Becky Elder, a Local Kansas Matriarch (and More)

Last week, on a clear and cold Friday afternoon, I joined a couple of hundred other people to attend, and pay our respects during, the graveside service of Rebecca Love “Becky” Elder, at Elderslie Farm, her family’s property in Kechi. She was a powerful and beloved Kansas matriarch, in the tradition of many others throughout the history of our state. She was also an inspiration and a friend, one that I will deeply miss.

I can’t remember when I first met Becky; it was likely a few years after my family moved to Wichita and I began teaching at Friends University in 2006. I know I was definitely aware of her by 2011; by that I time I had, after a slow start, begun to involve myself in local associations and arguments—I think my presentation on populism at the Wichita Pachyderm Club might have been one that really caught Becky’s eye—and as I became more familiar with different people, projects, and programs throughout Sedgwick County, I discovered that she and her family members were a thread which could connect almost all of them. People that knew Becky well could run down the same list of local endeavors she had her fingerprints on which my memory is calling up, and no doubt add many more to it: the Eighth Day Institute, the New Symposium, SunnyDale Community Library, the Friends University Neighborhood Garden (the only one of all these where my involvement actually preceded hers), Jubilee Presbyterian Church, and most importantly, Northfield School for the Liberal Arts.

PROBLEMS AND TASKS:
[1] Reproduce the passage of the tribute to Becky Elder from "Becky Elder, a" to "will deeply miss.".
[2] In the tribute to Becky Elder, where was her graveside service held?

DATA SECTION:

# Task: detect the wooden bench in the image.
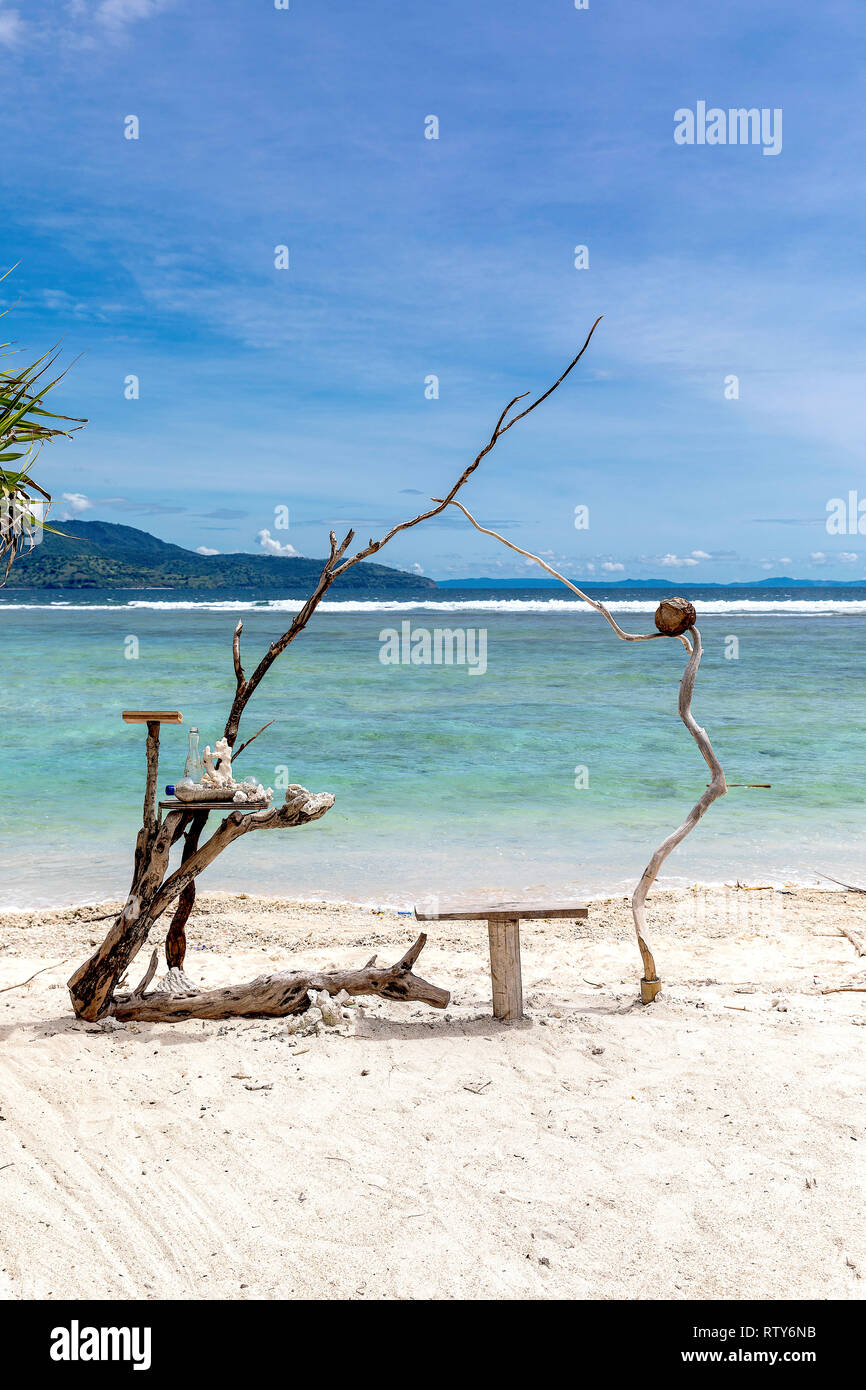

ANSWERS TO THE EXERCISE:
[1]
Becky Elder, a Local Kansas Matriarch (and More)

Last week, on a clear and cold Friday afternoon, I joined a couple of hundred other people to attend, and pay our respects during, the graveside service of Rebecca Love “Becky” Elder, at Elderslie Farm, her family’s property in Kechi. She was a powerful and beloved Kansas matriarch, in the tradition of many others throughout the history of our state. She was also an inspiration and a friend, one that I will deeply miss.

[2] At Elderslie Farm, her family's property in Kechi.